*PAGE:*
• • • • • • •
Un Voyage, deux récits (1) Préparatifs

Voyage en Orient, Flaubert et Du Camp, Arthaud
capture d’écran

Je suis restée un mois sans tenir de chronique, car j’étais plongée dans une parution récente des éditions Arthaud, composée de deux textes du XIXe siècle : les Notes de voyage en Orient de Gustave Flaubert qui ne sont pas parues de son vivant, et Le Nil, titre du récit de Maxime Du Camp, sous forme de lettres fictives à Théophile Gautier, sur la partie égyptienne de ce même voyage, texte édité dès 1855.

Cette édition actuelle paraît sous une jolie couverture reproduisant une des photos que Maxime avait faite au pied du Sphinx, une photo très posée, selon le procédé alors concurrent du daguerréotype, la méthode Le Gray (au papier salé).

L’ouvrage m’a replongée dans la vague « orientaliste », qui collait aux souvenirs des études secondaires des jeunes gens de l’époque, et s’en nourrissait, époque encore chaude de l’expédition de Bonaparte (1798/99) avec sa cohorte de savants ; les deux hommes arrivaient la tête remplie de textes latins et grecs qui se trouvaient subitement confrontés avec la réalité arabo-turco-musulmanne du temps, ils étaient imprégnés des voyages précédents et prestigieux : Lord Byron, Chateaubriand, Lamartine, Gérard de Nerval etc.
Tout juste vingt ans avant Maxime et Gustave, Champollion était venu vérifier sur place ses nouvelles interprétations des hiéroglyphes.
L’auréole d’un lourd bagage intellectuel brillait constamment.

Le départ de deux amis

Je me disais, ce sera peut-être ennuyeux de lire deux fois le voyage en Égypte. Pas du tout. Cela n’a rien de commun : fragilité et personnalisation des témoignages. Chose bizarre, autant Maxime Du Camp est présent dans les Notes de Flaubert, il dit toujours « nous », pendant que je fais ceci, Maxime fait ceci, Maxime pense cela etc. - , autant Maxime gomme scandaleusement Gustave de son récit, disant toujours « je », et même s’attribuant parfois des souvenirs que seul Flaubert avait pu avoir...

Les deux voyageurs, en novembre 1849 sont deux garçons de 27 ans, ils ont deux mois de différence, ils sont tous deux célibataires : Gustave Flaubert (12 décembre 1821- 8 mai 1880) et Maxime Du Camp (8 février 1822- 8 février 1894) se sont connus au début des années 1840, jeunes bacheliers inscrits à l’École de droit à Paris. Tous deux sont du même milieu (fils de médecins importants), ils ont déjà voyagé ensemble en Bretagne et en Corse, de manière très réussie. Ils décident donc de « remettre ça » et de partir ensemble faire cette fois un long tour en Orient, cet espace flou, un peu fabuleux, qui, dans l’esprit européen du temps, se déroule du Maroc à la Perse, en gros, l’empire ottoman.
• • • • • • •
*À FAIRE:*
(1) Les affirmations suivantes s'accordent-elles avec la chronique sur le voyage en Orient ? Pour chacune, répondez par oui ou non en citant mot pour mot le passage décisif de la chronique. (a) Les Notes de voyage en Orient de Flaubert ont paru de son vivant. (b) Flaubert et Du Camp avaient déjà voyagé ensemble en Bretagne et en Corse. (c) Dans son récit, Du Camp dit toujours « nous ».
(2) Quels voyageurs précédents la chronique sur le voyage en Orient cite-t-elle nommément ?
(3) Rédigez la suite de la chronique sur le voyage en Orient, à partir de sa dernière phrase.

*ENTRÉES AFFICHÉES:*
• • • • • • •
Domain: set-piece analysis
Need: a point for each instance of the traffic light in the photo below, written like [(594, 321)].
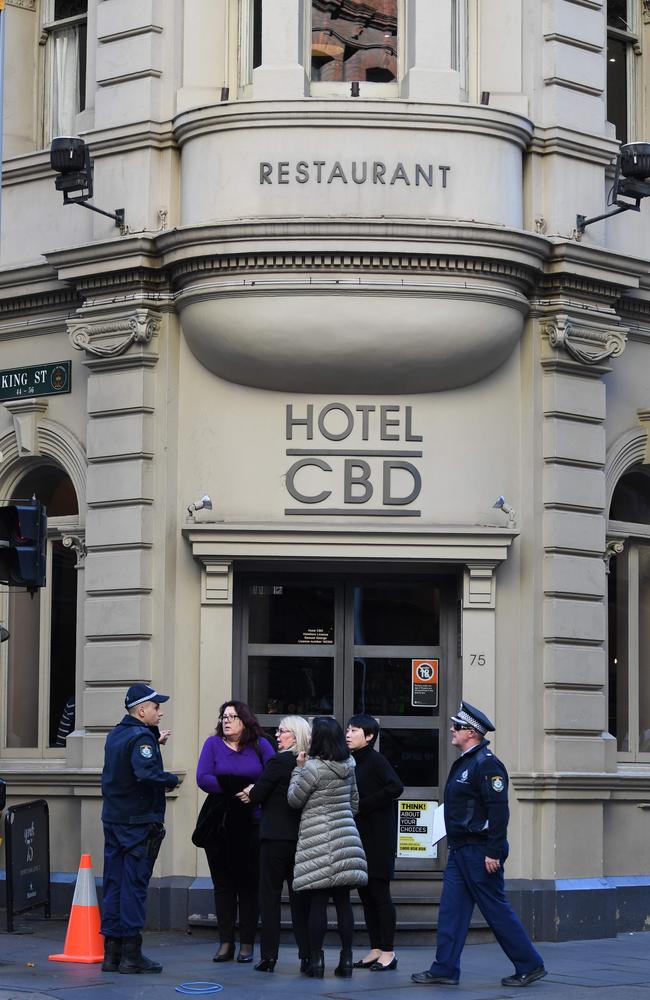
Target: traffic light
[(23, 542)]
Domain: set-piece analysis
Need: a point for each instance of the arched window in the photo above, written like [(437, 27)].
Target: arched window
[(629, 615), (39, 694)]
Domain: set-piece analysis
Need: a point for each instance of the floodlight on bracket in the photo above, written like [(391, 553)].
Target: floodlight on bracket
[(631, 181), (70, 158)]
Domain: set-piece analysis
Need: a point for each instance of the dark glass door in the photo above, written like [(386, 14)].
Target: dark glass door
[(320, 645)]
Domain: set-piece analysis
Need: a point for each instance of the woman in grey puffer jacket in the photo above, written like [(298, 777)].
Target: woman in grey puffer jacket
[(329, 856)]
• • • • • • •
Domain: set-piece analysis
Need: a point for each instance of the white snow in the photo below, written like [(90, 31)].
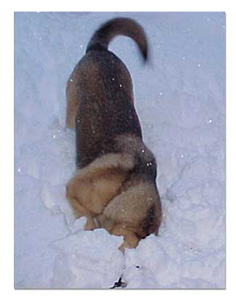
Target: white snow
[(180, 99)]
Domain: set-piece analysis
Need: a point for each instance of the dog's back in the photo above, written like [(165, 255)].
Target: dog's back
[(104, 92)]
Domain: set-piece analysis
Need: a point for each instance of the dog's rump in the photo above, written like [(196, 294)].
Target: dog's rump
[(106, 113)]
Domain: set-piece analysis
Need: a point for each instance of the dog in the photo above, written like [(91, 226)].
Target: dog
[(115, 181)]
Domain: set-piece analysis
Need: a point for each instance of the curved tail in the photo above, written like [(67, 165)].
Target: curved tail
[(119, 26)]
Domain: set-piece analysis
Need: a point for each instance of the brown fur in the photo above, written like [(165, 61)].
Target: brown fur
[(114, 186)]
• • • • • • •
*RÉPONSES PAR TÂCHE:*
(1)
(a) Non : « les Notes de voyage en Orient de Gustave Flaubert qui ne sont pas parues de son vivant »
(b) Oui : « ils ont déjà voyagé ensemble en Bretagne et en Corse »
(c) Non : « disant toujours « je » »

(2) Lord Byron, Chateaubriand, Lamartine, Gérard de Nerval

(3)
Toutefois, ils ont des expériences familiales très différentes : Gustave Flaubert a perdu son père et sa sœur Caroline trois années plus tôt, il est très attaché à sa mère et au bébé, fille de sa soeur, qui a coûté la vie à la jeune femme, et ces deuils, ajoutés à la révélation de ses crises d’épilepsie, l’ont complètement déprimé. Maxime est orphelin depuis longtemps, la famille ne le préoccupe pas, car il s’occupe de lui, de sa carrière, du vaste monde, il est curieux de tout, il a les dents longues. Il a déjà voyagé en Égypte. Le voyage commun accentuera leurs différences. Je pense même qu’il tournera, pour des raisons secrètes, en queue de poisson.

Ils ont commencé par l’Égypte, où Maxime était allé quatre ou cinq ans plus tôt, ensuite, ils ont mis le cap sur Beyrouth, la Palestine, Rhodes, Constantinople, Flaubert rêvait au départ de la Perse, et plus loin encore, l’essentiel, en novembre 49, c’est de quitter le ciel gris de la France avec une envie d’aventures, avec une culture et des appétits composites, vers l’exotisme, le passé classique, des femmes de rêve, le machisme arabe, le bouillonnement religieux, les souvenirs bibliques, pour voir, avec leurs yeux, à quoi ressemblent les noms qui ont bercé leur enfance.

J’ai été frappée, dans leurs deux récits,par cette présence obsédante du religieux dans l’espace physique et mental du monde méditerranéen et moyen-oriental : depuis l’Antiquité, la culture et les cultes sont presqu’une seule et même notion. Gustave et Maxime semblent visiter un monde de temples, de contes, de tombeaux de saints, d’ermites de tous genres, de dieux antiques ou du Dieu jaloux des monothéismes, un monde où les temples deviennent des églises et les églises, des mosquées - ou réciproquement : l’histoire du Parthénon - ballotté entre les fidèles, tour à tour temple d’Arthéna, église dédiée à la Vierge Marie, mosquée, entrepôt militaire turc détruit par les Vénitiens, et enfin ruine entretenue pour touristes - est à elle seule un résumé de la Croyance comme moteur de l’humanité dans cette partie du monde, où la guerre, les rois, les gens et les dieux sont mêlés, fondus, superposés, avant de servir actuellement de cadre géant aux djihadistes, aux réfugiés et aux selfies des touristes du XXIe siècle.

Avant de partir, Maxime, débrouillard, a obtenu des crédits et fait les courses dans un magasin spécialisé.

Au Bazar des Voyages à Paris

Voici le courrier (fautes d’orthographe comprises) que Maxime envoie à Flaubert, avec la liste telle qu’il l’a établie auprès d’un magasin pour voyageurs, qui était peut-être le « Vieux campeur » du temps.

Samedi matin sont partis (sic) pour Marseille par le roulage deux caisses pesant 310 kilos et contenant =
— nos deux selles ;
— la selle de Sassetti [1].
— Doubles étrivières, doubles sangles, croupières, porte-manteaux etc. etc.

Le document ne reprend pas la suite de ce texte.